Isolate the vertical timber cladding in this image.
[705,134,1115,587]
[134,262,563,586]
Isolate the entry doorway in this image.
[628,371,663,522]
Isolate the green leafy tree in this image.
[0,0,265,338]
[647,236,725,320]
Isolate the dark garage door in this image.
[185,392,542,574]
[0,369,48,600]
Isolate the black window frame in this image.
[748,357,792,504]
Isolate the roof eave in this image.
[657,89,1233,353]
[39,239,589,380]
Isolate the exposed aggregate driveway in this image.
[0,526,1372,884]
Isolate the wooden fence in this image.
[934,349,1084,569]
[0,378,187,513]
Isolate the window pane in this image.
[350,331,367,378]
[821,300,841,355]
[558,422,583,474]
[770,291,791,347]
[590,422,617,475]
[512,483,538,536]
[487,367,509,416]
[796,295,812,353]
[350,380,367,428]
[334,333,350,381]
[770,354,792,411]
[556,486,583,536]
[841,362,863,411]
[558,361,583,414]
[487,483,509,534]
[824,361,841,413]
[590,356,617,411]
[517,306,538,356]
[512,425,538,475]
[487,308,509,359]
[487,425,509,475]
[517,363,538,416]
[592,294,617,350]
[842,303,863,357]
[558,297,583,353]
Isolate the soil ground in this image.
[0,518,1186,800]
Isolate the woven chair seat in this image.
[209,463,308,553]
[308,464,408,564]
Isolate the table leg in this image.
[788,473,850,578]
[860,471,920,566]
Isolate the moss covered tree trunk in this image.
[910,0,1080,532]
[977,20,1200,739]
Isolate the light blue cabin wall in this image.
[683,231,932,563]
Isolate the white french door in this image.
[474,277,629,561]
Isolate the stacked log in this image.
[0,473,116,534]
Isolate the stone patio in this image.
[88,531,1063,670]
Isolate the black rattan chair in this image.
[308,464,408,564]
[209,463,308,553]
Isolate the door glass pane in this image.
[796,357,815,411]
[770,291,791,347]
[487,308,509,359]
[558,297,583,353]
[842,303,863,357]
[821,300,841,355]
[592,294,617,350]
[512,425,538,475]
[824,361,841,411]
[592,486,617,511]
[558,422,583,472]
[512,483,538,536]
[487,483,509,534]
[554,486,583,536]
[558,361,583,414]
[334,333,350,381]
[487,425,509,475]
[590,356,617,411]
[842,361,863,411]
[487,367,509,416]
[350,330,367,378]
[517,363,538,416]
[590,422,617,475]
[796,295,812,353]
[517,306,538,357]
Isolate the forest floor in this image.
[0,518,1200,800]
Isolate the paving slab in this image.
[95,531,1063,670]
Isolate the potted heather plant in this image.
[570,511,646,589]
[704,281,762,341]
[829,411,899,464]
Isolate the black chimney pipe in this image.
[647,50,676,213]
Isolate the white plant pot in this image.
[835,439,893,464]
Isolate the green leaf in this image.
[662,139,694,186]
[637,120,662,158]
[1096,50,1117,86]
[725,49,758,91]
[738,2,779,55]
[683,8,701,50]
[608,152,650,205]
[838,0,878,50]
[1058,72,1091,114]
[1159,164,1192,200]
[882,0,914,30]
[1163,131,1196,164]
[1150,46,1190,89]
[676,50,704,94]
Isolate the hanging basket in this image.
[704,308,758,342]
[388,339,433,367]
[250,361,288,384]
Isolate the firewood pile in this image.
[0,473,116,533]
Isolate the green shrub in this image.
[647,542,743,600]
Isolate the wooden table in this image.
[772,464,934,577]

• Your task:
Could you reproduce the data above word for word, from the line containing "Isolate the potted" through the end, including both of those lines?

• Reply to the task:
Isolate the potted heather plant in this image.
[570,511,646,589]
[704,281,762,341]
[829,411,899,464]
Isolate the black chimney pipe in this image.
[647,50,676,213]
Isolate the white plant pot in this image.
[835,439,893,464]
Isolate the green leaf in this image.
[662,139,694,186]
[637,120,662,158]
[1096,50,1117,86]
[725,49,758,91]
[738,2,779,55]
[683,8,701,50]
[608,152,650,205]
[838,0,878,50]
[1058,72,1091,114]
[1159,164,1192,200]
[882,0,914,30]
[1163,131,1196,164]
[1150,46,1190,89]
[676,50,704,94]
Isolate the hanging basket in this image.
[704,308,758,342]
[388,339,433,367]
[250,361,288,384]
Isolate the firewood pile in this image.
[0,473,116,533]
Isolate the green shrub in this image.
[647,542,743,600]
Isolate the wooden table in this image.
[772,464,934,577]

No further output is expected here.